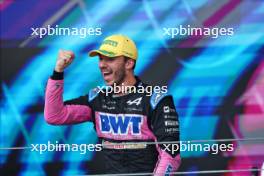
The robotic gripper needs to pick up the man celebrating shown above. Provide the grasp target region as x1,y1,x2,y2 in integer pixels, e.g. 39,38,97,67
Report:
44,35,180,175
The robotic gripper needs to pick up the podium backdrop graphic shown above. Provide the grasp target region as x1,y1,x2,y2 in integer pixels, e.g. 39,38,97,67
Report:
0,0,264,176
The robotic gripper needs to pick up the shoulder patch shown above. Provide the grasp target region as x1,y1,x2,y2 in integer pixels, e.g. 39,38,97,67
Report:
88,87,99,102
150,92,168,109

+ + + + +

[Your instructions] Reproduce all the records with "robotic gripper" swapped for "mechanical claw" everywhere it appears, leaving everything else unchanged and omitting the pictures.

[Final answer]
The mechanical claw needs to pick up the man celebrating shown above. Provide the grasp target region as x1,y1,x2,y2 in integer pixels, e.g. 39,38,97,67
Report:
44,35,180,175
The mechanical claw needs to pick up the podium backdrop graphic shown above. Provide the grasp target region as x1,y1,x2,y2 in integer pixels, e.g. 39,38,97,67
Report:
0,0,264,176
The mechanical claw needs to pick up the shoulder patch shown above. Provide the grasp target region as x1,y1,x2,y2 in integer pixels, e.g. 39,38,97,67
Report:
88,87,99,102
150,92,168,109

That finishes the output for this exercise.